**Dataset records**

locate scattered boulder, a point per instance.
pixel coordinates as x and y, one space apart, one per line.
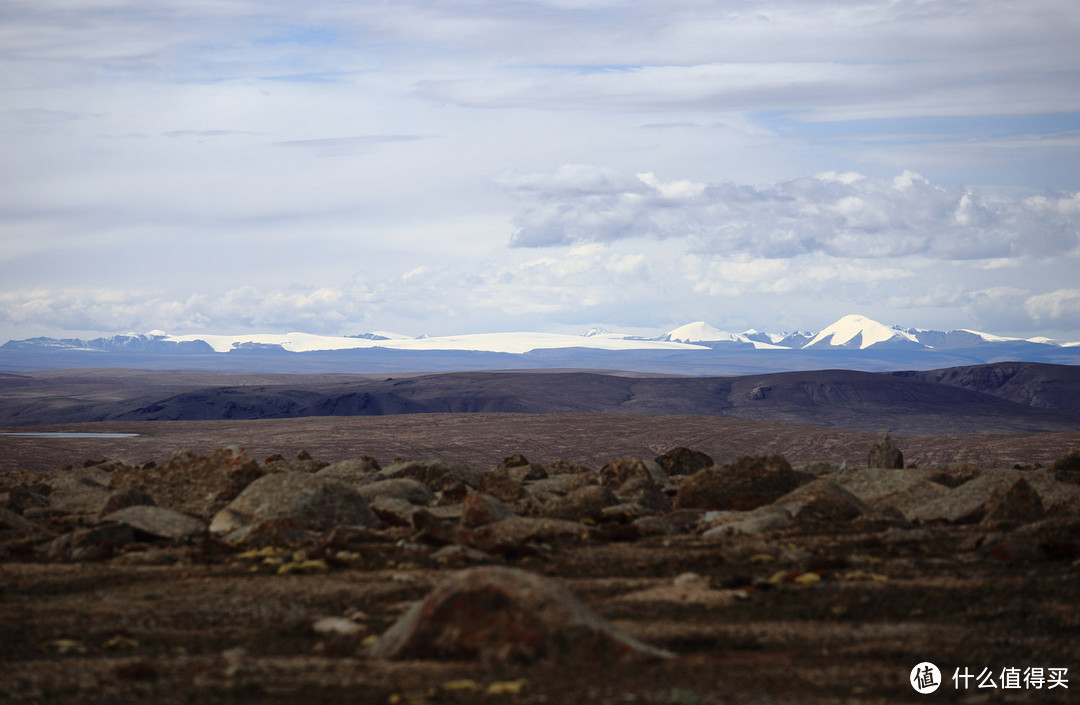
279 533
1070 460
1066 469
159 523
95 543
192 484
645 493
400 488
619 472
436 474
586 502
15 523
885 453
684 461
822 500
80 490
562 466
967 503
766 518
311 501
518 468
502 485
1016 503
481 509
505 615
124 498
901 490
354 471
18 499
520 534
742 484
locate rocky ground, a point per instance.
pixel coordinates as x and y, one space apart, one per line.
212 577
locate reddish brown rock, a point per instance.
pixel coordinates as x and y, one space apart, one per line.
1015 503
197 485
505 615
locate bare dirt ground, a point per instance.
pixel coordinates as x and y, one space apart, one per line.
482 439
813 612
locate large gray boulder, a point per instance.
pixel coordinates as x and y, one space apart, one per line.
505 615
885 453
310 501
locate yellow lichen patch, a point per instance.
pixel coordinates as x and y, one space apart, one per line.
304 567
808 579
268 552
505 687
464 683
119 642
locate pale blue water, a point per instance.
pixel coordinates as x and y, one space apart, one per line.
66 434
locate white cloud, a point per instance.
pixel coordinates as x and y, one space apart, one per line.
1060 307
846 215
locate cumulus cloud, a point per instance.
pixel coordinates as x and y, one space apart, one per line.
1060 307
842 215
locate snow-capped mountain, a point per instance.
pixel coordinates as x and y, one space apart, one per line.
853 342
862 333
700 331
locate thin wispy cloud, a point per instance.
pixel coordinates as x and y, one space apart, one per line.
467 166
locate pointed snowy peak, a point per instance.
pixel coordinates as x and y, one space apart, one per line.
793 340
862 333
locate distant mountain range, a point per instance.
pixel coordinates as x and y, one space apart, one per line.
1003 397
852 342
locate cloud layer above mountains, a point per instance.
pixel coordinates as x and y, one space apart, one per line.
539 164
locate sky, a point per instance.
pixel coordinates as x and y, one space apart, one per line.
495 165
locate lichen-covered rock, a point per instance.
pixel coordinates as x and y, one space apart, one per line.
192 484
124 498
505 615
312 502
885 453
501 485
520 469
586 502
822 500
684 461
354 471
80 490
95 543
436 474
400 488
1016 503
742 484
159 522
563 466
619 472
520 534
480 509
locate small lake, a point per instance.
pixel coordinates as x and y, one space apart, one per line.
65 434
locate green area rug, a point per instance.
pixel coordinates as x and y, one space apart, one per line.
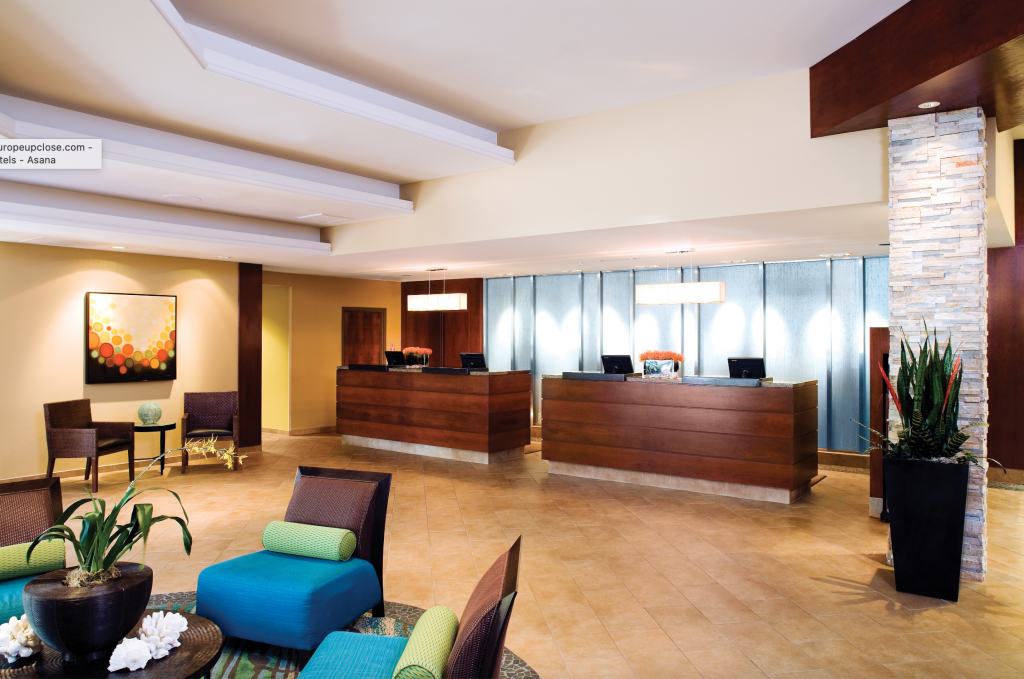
251 660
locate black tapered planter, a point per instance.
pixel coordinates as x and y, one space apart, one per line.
86 623
927 505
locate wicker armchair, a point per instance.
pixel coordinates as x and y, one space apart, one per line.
72 433
209 414
27 508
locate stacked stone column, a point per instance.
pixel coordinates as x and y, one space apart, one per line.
938 269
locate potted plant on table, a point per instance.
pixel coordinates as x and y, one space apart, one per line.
84 611
926 471
417 355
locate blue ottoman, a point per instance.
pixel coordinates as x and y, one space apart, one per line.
10 597
350 655
286 600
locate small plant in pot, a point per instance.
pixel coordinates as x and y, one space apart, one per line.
926 471
84 611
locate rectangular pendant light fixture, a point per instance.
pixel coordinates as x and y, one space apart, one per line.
455 301
705 292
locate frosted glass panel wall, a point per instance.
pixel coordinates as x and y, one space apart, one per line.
797 329
847 354
523 339
592 322
499 330
557 319
615 294
656 327
734 328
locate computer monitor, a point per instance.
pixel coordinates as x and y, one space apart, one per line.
752 368
617 365
473 361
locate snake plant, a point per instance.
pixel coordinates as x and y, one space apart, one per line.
927 398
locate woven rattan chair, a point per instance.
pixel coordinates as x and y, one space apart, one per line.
27 508
72 433
301 600
209 414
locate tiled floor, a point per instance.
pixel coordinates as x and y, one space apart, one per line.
621 581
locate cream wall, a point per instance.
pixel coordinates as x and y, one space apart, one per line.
42 303
276 355
315 338
739 150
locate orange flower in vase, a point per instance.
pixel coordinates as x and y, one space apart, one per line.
417 355
674 356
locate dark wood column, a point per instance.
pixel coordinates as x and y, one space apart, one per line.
250 354
1006 336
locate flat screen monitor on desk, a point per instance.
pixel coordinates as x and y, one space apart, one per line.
617 365
751 368
473 361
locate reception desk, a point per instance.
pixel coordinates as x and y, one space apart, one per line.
481 417
757 442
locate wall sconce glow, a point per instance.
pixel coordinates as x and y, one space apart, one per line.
709 292
451 302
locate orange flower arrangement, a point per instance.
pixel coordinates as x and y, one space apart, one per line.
662 355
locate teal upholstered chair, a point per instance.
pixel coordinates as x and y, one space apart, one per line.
475 653
296 601
27 508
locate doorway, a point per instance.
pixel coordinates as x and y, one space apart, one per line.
363 332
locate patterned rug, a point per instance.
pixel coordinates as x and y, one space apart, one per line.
251 660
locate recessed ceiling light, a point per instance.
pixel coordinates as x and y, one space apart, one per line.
325 219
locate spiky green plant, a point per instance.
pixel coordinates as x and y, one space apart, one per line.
927 398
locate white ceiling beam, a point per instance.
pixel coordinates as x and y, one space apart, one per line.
236 59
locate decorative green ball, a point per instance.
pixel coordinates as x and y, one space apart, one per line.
148 413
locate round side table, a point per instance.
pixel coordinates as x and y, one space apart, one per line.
200 650
163 428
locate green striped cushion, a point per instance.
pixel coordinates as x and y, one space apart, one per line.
317 542
429 645
47 556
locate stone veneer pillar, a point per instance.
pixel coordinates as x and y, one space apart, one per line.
938 269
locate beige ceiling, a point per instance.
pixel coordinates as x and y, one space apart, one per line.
504 65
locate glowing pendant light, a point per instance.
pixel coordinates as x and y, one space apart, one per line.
705 292
444 302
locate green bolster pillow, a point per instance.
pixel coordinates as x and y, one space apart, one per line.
317 542
429 645
47 556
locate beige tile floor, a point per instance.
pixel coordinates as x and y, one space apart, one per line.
623 581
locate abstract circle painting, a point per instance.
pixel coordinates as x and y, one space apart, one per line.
130 338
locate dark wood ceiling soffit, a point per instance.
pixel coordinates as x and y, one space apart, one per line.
960 53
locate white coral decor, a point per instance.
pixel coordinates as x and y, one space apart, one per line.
161 631
17 639
131 653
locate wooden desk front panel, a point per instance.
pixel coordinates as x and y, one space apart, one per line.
486 413
759 436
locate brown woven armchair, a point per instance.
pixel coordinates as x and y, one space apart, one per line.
72 433
209 414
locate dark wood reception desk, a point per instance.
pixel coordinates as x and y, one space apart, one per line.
756 442
481 417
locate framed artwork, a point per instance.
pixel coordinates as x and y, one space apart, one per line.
130 338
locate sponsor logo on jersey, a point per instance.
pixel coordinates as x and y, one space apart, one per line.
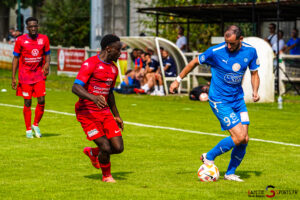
257 62
93 132
113 70
232 78
236 67
225 61
40 41
34 52
109 81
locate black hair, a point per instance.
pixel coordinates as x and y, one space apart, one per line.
128 71
108 39
235 30
274 25
29 19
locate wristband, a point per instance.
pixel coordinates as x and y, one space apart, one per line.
178 79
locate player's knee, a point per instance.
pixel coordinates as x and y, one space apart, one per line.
119 149
27 102
105 149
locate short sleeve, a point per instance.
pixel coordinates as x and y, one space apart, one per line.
85 71
114 81
47 46
18 48
254 63
206 57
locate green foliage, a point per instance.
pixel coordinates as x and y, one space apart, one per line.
156 163
66 22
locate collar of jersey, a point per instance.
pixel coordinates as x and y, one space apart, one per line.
102 60
27 35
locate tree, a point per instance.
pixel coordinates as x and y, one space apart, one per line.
66 22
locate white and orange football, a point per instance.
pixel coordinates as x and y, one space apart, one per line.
208 173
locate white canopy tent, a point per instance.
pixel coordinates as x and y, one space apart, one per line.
155 43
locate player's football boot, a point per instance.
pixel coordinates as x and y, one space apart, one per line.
160 93
94 159
233 177
205 161
108 179
37 131
29 134
139 91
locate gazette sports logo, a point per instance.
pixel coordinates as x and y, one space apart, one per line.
34 52
232 78
270 192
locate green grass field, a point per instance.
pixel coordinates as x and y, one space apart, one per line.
156 163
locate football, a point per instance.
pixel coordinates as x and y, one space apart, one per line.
208 173
203 96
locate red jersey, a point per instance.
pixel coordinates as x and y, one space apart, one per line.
32 57
98 78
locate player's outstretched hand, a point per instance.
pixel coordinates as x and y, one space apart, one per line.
255 97
46 71
14 84
119 122
99 100
174 86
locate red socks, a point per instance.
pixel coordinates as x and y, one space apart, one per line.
95 151
105 169
39 111
27 117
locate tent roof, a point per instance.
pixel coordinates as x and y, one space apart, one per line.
231 12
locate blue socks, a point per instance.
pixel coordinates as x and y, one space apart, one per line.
223 146
237 156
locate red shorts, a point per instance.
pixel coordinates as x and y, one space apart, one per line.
98 124
27 91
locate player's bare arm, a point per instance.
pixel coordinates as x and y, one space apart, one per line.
189 67
47 64
112 104
255 85
99 100
14 71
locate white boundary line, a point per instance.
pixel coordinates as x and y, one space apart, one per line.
164 127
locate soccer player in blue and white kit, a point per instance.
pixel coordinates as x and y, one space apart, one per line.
229 61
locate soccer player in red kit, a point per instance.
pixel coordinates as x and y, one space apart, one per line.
96 109
32 57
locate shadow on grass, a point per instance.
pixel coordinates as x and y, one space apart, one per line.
116 175
50 134
244 174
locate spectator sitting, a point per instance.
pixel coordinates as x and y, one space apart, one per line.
293 45
10 37
151 71
169 65
181 42
129 83
272 38
281 42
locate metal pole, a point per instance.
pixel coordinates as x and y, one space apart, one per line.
128 18
157 23
19 15
277 53
253 18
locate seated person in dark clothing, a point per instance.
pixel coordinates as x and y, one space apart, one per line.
169 64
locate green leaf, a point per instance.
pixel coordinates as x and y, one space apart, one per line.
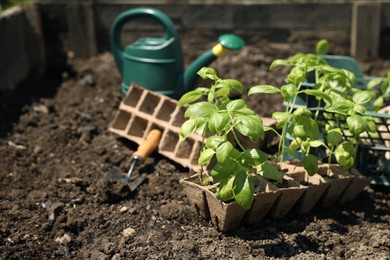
304 126
279 62
288 91
334 137
214 141
281 118
294 145
253 157
218 122
245 111
299 131
339 104
235 105
373 83
360 109
200 109
378 103
187 128
302 111
250 126
190 97
267 89
317 93
316 143
297 75
362 97
289 150
209 73
225 189
322 47
356 124
243 190
220 172
223 151
225 91
231 84
310 163
344 154
270 171
205 156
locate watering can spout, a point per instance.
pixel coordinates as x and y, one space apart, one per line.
226 43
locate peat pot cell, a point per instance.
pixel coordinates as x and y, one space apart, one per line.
169 141
166 110
138 127
121 120
195 157
185 148
149 104
133 96
179 119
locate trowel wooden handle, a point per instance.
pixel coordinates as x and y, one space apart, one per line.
151 142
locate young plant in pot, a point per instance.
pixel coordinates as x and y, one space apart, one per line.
336 124
229 171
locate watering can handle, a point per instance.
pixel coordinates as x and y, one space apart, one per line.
125 17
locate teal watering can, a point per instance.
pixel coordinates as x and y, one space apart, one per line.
157 63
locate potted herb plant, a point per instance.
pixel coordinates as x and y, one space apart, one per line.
335 124
248 183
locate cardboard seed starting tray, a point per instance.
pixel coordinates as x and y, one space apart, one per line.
142 110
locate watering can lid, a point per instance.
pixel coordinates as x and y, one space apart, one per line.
231 41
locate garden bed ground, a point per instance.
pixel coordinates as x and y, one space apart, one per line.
55 147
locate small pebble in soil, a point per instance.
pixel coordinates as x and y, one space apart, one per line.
62 251
116 257
123 209
128 232
151 223
65 239
54 209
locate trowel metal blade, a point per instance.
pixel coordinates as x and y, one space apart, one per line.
113 176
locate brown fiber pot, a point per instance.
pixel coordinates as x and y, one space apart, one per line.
338 182
289 195
316 186
226 216
265 197
357 185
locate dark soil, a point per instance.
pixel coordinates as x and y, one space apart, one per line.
55 147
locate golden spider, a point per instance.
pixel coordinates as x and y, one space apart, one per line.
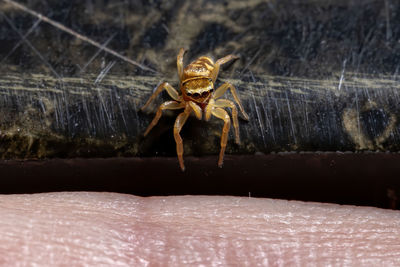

**Task description**
Select every line of the entries above that contains the word "boulder".

**Full answer**
locate scattered boulder, a point per instance.
locate large gray boulder, a point per instance.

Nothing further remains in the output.